[Opening DATASET EXCERPTS section]

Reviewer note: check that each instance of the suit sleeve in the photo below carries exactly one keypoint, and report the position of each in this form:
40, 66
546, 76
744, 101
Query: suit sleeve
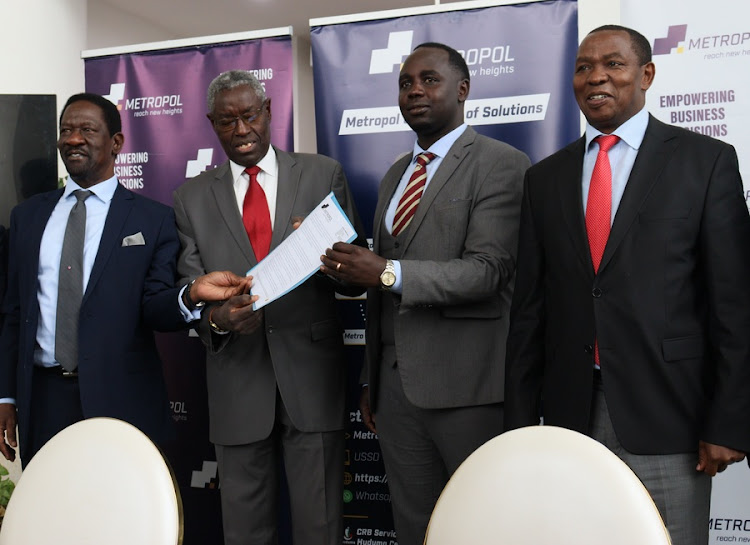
524, 363
725, 251
340, 188
160, 306
190, 266
11, 308
487, 263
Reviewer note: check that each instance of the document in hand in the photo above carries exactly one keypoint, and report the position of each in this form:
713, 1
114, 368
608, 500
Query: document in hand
298, 257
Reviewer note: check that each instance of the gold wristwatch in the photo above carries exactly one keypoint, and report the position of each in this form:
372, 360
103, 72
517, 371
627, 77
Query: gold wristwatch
388, 276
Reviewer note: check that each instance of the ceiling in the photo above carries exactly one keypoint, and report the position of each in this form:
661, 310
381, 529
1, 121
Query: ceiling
190, 18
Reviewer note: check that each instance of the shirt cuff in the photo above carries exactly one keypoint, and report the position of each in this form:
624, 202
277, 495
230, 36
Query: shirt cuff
186, 314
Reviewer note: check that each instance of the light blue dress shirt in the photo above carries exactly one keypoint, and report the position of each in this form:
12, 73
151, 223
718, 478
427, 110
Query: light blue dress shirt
621, 157
440, 149
50, 250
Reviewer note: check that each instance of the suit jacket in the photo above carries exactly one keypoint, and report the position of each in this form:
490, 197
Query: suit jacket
299, 348
130, 293
457, 266
670, 306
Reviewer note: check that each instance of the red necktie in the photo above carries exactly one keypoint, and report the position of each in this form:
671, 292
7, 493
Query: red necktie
599, 203
407, 206
255, 215
599, 206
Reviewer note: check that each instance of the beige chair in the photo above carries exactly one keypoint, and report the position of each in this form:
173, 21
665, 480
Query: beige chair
544, 485
98, 482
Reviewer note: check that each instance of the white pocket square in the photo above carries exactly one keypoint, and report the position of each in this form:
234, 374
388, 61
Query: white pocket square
134, 240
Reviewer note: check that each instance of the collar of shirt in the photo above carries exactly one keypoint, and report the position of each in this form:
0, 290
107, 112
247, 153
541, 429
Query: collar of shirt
439, 148
622, 157
631, 132
267, 179
104, 191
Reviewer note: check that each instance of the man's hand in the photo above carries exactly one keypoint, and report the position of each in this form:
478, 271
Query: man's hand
353, 265
364, 406
8, 430
713, 459
219, 286
237, 315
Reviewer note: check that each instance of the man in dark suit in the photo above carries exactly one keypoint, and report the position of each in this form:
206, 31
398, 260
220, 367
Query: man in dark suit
640, 337
439, 288
276, 376
127, 270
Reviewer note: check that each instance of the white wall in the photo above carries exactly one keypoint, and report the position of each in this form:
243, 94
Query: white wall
41, 41
111, 27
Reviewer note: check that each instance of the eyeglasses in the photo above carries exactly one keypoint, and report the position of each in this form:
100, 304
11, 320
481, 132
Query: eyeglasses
226, 124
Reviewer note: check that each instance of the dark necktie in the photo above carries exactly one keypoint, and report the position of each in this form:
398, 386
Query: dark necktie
407, 206
70, 285
255, 215
599, 207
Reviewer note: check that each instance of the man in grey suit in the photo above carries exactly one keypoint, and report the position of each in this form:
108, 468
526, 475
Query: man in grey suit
439, 288
276, 376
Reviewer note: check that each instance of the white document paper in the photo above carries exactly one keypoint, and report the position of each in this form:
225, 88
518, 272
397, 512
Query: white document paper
298, 257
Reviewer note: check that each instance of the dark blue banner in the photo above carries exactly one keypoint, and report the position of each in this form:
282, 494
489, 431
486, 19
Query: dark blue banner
520, 59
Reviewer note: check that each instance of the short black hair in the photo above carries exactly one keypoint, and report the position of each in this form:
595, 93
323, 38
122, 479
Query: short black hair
638, 41
454, 58
109, 110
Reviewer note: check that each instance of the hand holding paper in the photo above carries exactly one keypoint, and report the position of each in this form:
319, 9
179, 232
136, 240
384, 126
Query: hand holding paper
298, 257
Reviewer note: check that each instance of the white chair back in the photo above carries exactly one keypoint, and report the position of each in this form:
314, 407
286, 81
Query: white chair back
545, 485
100, 481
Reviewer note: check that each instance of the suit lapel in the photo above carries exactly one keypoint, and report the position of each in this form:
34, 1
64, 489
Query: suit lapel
119, 209
657, 147
571, 200
455, 156
38, 225
288, 184
222, 186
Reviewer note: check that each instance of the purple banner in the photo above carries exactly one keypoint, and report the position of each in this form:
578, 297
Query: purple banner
520, 59
161, 96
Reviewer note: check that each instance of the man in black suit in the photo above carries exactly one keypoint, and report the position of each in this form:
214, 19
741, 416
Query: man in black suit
644, 344
126, 270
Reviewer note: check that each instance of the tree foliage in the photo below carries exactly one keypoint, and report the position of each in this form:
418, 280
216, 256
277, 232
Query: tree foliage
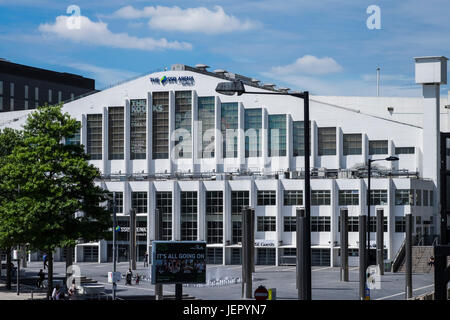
57, 201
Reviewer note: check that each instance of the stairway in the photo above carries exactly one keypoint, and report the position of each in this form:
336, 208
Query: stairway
420, 257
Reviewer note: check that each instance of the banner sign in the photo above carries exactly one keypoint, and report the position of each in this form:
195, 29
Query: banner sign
178, 262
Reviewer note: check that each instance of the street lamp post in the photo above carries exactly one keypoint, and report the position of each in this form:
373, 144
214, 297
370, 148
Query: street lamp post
237, 86
369, 173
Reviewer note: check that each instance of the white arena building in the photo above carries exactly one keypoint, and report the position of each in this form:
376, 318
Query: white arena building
157, 141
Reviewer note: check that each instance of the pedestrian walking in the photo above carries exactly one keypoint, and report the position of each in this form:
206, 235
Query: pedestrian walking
41, 278
129, 275
146, 259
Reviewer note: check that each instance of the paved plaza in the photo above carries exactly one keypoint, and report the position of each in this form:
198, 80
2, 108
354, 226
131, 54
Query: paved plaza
325, 282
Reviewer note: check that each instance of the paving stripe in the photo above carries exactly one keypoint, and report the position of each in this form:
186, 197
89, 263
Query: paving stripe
402, 293
135, 287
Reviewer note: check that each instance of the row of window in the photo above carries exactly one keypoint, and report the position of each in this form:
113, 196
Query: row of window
239, 199
229, 123
26, 96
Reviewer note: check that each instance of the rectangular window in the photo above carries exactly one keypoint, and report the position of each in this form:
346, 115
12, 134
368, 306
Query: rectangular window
94, 136
418, 197
207, 119
160, 125
320, 197
164, 205
266, 224
404, 150
138, 128
400, 224
293, 197
214, 216
183, 124
237, 232
115, 133
253, 125
267, 197
75, 139
239, 199
352, 144
320, 224
188, 210
139, 201
298, 138
425, 198
229, 126
119, 201
378, 147
348, 197
378, 197
404, 197
277, 135
373, 224
353, 224
327, 141
290, 224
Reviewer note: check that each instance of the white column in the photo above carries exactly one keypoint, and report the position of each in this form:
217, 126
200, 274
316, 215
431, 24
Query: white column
339, 147
171, 131
334, 220
289, 142
201, 212
265, 140
431, 138
314, 144
241, 136
218, 137
127, 131
83, 132
195, 133
105, 140
176, 219
149, 135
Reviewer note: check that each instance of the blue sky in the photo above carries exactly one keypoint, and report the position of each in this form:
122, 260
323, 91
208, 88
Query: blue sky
321, 46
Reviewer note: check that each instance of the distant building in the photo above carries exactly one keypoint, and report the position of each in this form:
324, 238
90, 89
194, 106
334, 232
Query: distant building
249, 151
24, 87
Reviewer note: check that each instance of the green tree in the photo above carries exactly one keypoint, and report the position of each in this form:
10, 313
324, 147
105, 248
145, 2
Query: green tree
9, 139
59, 202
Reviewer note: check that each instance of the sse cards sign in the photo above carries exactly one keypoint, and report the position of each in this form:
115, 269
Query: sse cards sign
178, 262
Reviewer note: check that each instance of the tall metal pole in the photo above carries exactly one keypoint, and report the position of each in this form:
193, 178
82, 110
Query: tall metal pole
114, 244
362, 256
132, 239
306, 263
158, 236
408, 256
344, 245
380, 241
369, 173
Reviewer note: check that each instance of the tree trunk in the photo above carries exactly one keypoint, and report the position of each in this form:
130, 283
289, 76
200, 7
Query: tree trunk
50, 274
8, 268
69, 261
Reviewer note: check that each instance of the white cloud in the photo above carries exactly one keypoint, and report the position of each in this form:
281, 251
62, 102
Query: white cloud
97, 33
198, 19
103, 76
309, 65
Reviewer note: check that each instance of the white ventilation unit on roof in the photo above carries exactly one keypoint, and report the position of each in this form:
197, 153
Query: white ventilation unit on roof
202, 67
220, 72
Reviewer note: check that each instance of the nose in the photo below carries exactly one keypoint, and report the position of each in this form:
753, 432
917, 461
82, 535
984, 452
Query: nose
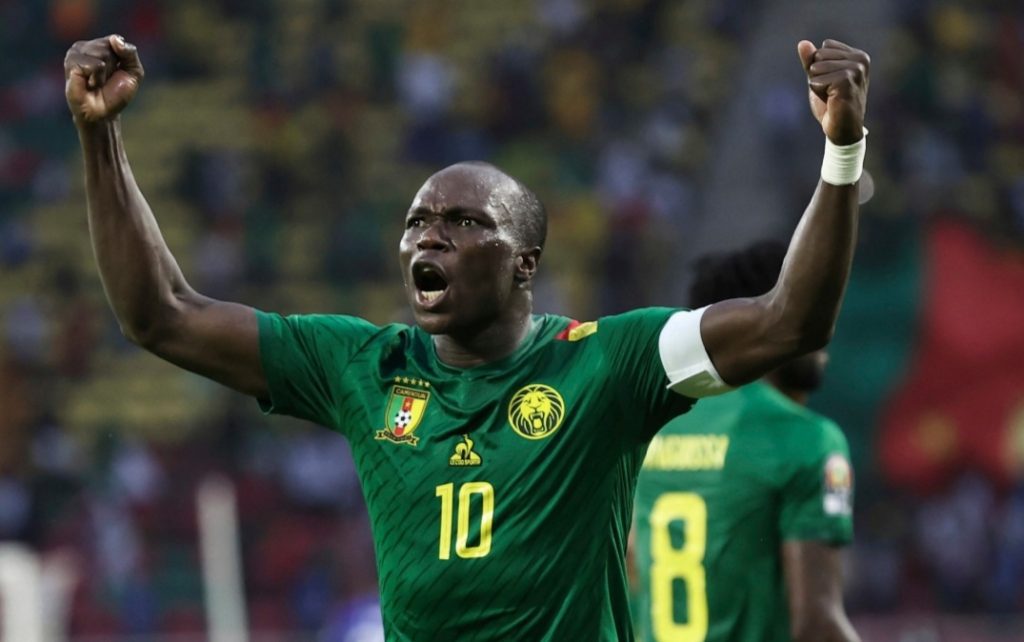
432, 237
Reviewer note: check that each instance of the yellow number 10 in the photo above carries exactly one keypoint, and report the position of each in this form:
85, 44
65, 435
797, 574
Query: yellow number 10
684, 563
466, 491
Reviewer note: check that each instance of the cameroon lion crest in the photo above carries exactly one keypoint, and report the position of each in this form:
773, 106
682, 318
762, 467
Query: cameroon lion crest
536, 411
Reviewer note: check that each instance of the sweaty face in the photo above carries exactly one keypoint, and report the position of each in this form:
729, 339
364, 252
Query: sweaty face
458, 253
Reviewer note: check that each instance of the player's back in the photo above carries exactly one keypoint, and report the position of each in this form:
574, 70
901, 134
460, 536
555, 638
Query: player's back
721, 487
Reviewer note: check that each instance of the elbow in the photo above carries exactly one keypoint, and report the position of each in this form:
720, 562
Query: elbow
815, 338
144, 335
152, 329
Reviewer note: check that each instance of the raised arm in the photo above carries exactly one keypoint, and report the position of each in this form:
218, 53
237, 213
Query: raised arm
747, 338
814, 590
154, 303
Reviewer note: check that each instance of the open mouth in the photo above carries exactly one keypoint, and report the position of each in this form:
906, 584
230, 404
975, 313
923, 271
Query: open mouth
430, 283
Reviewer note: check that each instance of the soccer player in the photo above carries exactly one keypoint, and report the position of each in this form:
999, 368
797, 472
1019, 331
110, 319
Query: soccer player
498, 450
743, 502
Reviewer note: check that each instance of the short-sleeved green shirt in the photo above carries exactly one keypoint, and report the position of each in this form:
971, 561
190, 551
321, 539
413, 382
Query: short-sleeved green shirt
720, 489
500, 496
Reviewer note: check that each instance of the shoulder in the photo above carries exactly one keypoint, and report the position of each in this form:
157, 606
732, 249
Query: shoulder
637, 324
327, 330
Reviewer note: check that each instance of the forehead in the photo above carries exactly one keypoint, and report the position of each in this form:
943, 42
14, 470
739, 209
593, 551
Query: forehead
468, 186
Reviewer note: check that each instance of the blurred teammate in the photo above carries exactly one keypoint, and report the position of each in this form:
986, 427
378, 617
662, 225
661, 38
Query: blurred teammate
743, 503
498, 450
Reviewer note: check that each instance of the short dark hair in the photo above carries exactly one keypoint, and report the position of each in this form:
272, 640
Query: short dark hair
748, 272
530, 215
534, 217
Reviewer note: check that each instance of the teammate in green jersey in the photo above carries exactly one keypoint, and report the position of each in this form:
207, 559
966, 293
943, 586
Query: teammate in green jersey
498, 451
742, 503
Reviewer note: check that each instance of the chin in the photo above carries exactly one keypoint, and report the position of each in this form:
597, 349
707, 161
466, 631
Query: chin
432, 323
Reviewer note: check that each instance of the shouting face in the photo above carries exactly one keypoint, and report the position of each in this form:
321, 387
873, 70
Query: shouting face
469, 247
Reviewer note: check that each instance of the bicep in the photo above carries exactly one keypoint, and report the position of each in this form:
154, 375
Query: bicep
216, 339
814, 590
742, 341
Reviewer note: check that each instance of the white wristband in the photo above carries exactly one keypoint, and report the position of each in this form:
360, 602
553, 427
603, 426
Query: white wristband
844, 164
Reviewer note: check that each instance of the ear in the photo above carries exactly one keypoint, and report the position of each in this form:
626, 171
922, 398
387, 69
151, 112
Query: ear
525, 266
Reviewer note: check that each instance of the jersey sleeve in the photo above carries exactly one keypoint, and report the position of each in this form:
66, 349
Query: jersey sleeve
630, 342
304, 358
817, 499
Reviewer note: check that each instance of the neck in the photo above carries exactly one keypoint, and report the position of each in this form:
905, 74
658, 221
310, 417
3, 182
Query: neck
496, 341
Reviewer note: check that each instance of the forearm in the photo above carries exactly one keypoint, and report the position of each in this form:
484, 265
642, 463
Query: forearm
140, 277
809, 292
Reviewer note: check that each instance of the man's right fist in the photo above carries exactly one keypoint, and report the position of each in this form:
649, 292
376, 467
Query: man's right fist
101, 76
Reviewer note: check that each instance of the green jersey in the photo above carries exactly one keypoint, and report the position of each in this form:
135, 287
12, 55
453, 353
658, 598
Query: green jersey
720, 489
500, 496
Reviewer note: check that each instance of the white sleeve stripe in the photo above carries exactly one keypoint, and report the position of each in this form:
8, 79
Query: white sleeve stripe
685, 359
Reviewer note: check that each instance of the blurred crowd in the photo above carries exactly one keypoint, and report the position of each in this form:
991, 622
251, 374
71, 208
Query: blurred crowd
280, 142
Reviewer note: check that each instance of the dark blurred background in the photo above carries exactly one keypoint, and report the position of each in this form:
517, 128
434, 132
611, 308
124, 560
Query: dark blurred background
280, 144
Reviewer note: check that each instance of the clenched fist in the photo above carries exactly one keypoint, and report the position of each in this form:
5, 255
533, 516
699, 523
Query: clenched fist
101, 76
837, 88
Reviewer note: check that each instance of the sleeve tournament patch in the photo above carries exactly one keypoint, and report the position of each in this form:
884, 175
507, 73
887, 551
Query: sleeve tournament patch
838, 499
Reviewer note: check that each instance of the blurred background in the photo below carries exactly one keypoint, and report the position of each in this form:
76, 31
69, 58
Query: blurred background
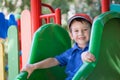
68, 7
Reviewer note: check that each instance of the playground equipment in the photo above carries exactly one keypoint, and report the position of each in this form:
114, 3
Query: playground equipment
105, 45
4, 26
31, 21
48, 41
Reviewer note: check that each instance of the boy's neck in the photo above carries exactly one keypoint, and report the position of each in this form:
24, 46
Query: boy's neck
82, 46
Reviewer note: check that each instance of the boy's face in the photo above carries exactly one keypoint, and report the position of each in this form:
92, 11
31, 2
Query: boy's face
80, 33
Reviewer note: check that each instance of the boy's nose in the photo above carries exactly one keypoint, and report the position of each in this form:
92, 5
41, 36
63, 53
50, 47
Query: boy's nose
80, 32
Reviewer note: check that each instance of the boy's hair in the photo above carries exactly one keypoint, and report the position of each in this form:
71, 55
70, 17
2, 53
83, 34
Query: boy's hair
80, 17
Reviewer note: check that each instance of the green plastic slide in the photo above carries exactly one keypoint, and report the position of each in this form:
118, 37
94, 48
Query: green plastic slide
105, 45
48, 41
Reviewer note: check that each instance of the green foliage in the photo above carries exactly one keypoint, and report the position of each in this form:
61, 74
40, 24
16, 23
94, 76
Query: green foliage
62, 4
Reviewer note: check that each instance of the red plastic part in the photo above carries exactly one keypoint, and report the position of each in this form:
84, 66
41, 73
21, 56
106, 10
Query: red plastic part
105, 5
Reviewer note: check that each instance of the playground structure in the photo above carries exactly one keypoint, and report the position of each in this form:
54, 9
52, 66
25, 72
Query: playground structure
34, 20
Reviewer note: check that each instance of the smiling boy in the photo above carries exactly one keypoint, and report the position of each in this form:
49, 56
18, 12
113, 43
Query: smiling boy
80, 29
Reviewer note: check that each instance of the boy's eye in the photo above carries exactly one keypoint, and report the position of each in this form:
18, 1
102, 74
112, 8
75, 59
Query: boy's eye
76, 30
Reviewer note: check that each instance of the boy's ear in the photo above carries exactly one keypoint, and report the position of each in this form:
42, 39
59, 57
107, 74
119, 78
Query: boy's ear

[Closing DATASET EXCERPTS section]

PROBLEM DESCRIPTION: Your reply should be a single number: the count of lines above that include the string "below".

EXPECTED ANSWER: 4